- [Assigned task]: Any pictures in the records below must be left out when you repeat the lines from the line containing "Indicate the braided" through the line containing "[(541, 71), (432, 269), (9, 68), (269, 24)]" exactly.

- [Data to examine]:
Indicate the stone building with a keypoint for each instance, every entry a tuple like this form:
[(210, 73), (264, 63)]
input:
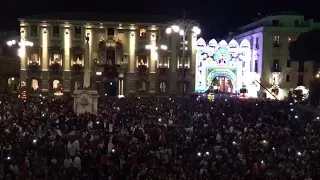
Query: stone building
[(119, 58)]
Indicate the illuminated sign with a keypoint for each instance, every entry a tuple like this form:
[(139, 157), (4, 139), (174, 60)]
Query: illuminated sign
[(230, 60)]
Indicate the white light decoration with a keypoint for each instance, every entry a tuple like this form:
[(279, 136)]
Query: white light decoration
[(175, 28), (196, 30), (163, 47), (215, 60), (181, 32), (168, 30)]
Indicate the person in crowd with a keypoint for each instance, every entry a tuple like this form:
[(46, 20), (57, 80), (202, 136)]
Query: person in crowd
[(158, 139)]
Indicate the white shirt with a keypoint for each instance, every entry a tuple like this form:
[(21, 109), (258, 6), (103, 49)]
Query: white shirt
[(67, 163)]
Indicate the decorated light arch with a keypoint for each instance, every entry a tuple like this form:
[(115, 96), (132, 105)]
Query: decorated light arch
[(230, 60)]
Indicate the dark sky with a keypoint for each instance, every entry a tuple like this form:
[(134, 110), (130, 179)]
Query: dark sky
[(216, 17)]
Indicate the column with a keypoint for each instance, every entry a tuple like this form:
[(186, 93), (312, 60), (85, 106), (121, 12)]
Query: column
[(67, 58), (44, 58), (193, 59), (22, 54), (120, 85), (173, 66), (132, 51), (130, 79), (88, 56), (44, 42), (153, 62), (153, 52)]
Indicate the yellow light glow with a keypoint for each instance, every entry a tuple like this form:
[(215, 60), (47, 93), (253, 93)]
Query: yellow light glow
[(132, 47), (44, 49), (67, 50)]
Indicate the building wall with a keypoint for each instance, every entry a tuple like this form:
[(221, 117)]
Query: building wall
[(45, 40), (274, 34)]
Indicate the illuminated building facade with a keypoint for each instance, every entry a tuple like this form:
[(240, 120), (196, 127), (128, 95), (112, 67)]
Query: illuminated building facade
[(9, 64), (121, 56), (269, 38)]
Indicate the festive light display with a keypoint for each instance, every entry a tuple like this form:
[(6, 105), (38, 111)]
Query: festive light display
[(223, 64)]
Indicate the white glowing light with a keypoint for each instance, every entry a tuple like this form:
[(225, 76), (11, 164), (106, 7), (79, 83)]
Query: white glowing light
[(196, 30), (168, 30), (164, 47), (175, 28), (181, 32)]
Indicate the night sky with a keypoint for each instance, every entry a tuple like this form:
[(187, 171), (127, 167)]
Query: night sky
[(217, 18)]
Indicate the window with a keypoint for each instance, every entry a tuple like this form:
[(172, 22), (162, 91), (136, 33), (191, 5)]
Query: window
[(34, 84), (276, 41), (142, 61), (55, 84), (301, 66), (143, 33), (164, 62), (77, 32), (183, 88), (142, 86), (288, 63), (163, 87), (56, 59), (34, 58), (276, 65), (33, 30), (300, 80), (275, 22), (287, 78), (256, 66), (110, 31), (56, 31), (257, 43)]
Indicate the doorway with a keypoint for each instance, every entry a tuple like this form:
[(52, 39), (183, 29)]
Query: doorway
[(110, 88), (223, 84)]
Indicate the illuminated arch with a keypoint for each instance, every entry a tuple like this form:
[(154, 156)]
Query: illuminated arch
[(225, 72), (223, 43), (201, 43), (245, 44)]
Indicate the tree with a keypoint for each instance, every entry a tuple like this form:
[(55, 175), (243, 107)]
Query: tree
[(307, 48)]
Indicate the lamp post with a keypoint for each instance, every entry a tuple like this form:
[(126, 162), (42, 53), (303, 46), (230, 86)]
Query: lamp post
[(182, 27)]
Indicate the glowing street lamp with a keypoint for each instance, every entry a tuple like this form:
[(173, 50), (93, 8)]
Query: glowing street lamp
[(21, 44), (155, 48), (182, 27)]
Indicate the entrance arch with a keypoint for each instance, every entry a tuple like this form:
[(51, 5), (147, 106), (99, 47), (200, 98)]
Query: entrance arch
[(226, 78)]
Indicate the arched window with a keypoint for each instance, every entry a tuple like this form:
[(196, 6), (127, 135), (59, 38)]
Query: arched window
[(142, 86), (34, 84), (163, 87), (55, 84), (183, 88)]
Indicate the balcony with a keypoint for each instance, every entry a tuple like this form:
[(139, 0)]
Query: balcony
[(77, 69), (142, 70)]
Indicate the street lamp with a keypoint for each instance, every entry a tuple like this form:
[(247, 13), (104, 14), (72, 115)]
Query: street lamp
[(182, 27)]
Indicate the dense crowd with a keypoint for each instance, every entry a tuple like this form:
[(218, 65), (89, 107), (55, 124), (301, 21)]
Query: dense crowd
[(151, 139)]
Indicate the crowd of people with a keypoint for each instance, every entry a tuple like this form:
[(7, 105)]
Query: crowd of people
[(158, 139)]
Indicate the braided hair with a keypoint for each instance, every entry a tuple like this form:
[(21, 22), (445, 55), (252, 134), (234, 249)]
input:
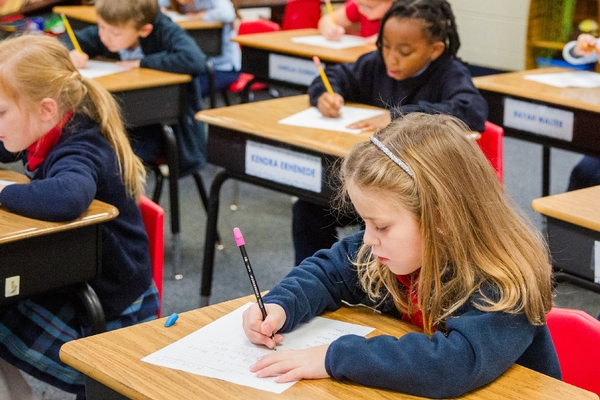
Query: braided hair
[(438, 17)]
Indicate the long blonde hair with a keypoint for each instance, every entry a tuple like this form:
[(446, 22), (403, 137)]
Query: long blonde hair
[(36, 67), (471, 233)]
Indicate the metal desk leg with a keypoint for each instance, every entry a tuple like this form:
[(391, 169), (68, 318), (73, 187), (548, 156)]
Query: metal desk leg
[(173, 162), (545, 171), (211, 237)]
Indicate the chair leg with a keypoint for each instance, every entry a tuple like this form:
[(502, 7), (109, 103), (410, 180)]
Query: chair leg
[(173, 162), (93, 308), (159, 181), (204, 199), (225, 98)]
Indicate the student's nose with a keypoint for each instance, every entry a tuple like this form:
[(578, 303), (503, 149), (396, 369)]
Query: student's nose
[(370, 238)]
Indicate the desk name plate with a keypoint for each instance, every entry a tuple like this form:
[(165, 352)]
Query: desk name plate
[(537, 118), (291, 69), (283, 166)]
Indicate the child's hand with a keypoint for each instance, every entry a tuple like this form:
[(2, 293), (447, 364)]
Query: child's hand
[(293, 365), (79, 59), (259, 331), (129, 63), (330, 106), (371, 39), (586, 43), (370, 124)]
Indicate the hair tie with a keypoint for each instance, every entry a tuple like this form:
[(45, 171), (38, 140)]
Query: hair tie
[(392, 156)]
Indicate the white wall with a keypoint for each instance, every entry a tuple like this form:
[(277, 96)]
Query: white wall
[(492, 32)]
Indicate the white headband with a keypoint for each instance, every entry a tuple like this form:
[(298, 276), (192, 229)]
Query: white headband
[(392, 156)]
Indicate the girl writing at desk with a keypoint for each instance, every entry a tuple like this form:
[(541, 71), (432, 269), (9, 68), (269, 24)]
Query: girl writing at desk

- [Solution for this exercise]:
Indicate the braided hair with a keypoint for each instance, every entry a tuple like this form:
[(21, 22), (445, 55), (252, 134), (234, 249)]
input:
Query: braided hair
[(438, 17)]
Indicate the long blonde hair with a keypoint for each instance, every entry a tuple like this form:
[(446, 22), (403, 137)]
Query: long blonde hair
[(36, 67), (471, 233)]
Indicate the metal desk leg with a keypoint for each instance, every entry a tuple like this form:
[(391, 169), (68, 318), (73, 187), (548, 156)]
Query: metal desk leg
[(173, 162), (545, 171), (211, 237)]
Indicate the chair leg with a keypoint for each instance, every entry a tuple like this form:
[(502, 7), (109, 103), (410, 180)]
Query: chair leg
[(173, 162), (93, 308), (159, 181), (204, 199), (225, 98)]
Indicate the student's nose with a keypoint for each instance, every entry a tuple like this form:
[(578, 303), (503, 149), (396, 369)]
Query: student's nose
[(370, 238)]
Indicate the desk name plate with a keypoint for each instance, every entry a tuple like this form:
[(165, 352)]
Query: desk name plate
[(537, 118), (291, 69), (283, 166)]
Indicate the child's hand with a keypoint for each instance, every entry a tuple like this form:
[(2, 293), (447, 364)]
Query: child's hand
[(293, 365), (79, 59), (259, 331), (129, 63), (330, 106), (371, 39), (586, 43), (370, 124)]
Indicate the hair tie with a keypoint for each instance, every entry a tuple like this form:
[(45, 171), (38, 140)]
Query: hair tie
[(392, 156)]
Indicate the white wall with a keypoint for each instance, every entry a tuple like this form:
[(277, 96)]
Query: white wall
[(492, 32)]
Indicate the white headband with a keypoint for each instance, every entry a tuple like this form:
[(298, 276), (192, 229)]
Query: white headband
[(392, 156)]
Indicate the girl writing at desk with a keypoint for each instance, every entry a tuple like this form:
[(541, 71), (432, 269), (9, 68), (269, 24)]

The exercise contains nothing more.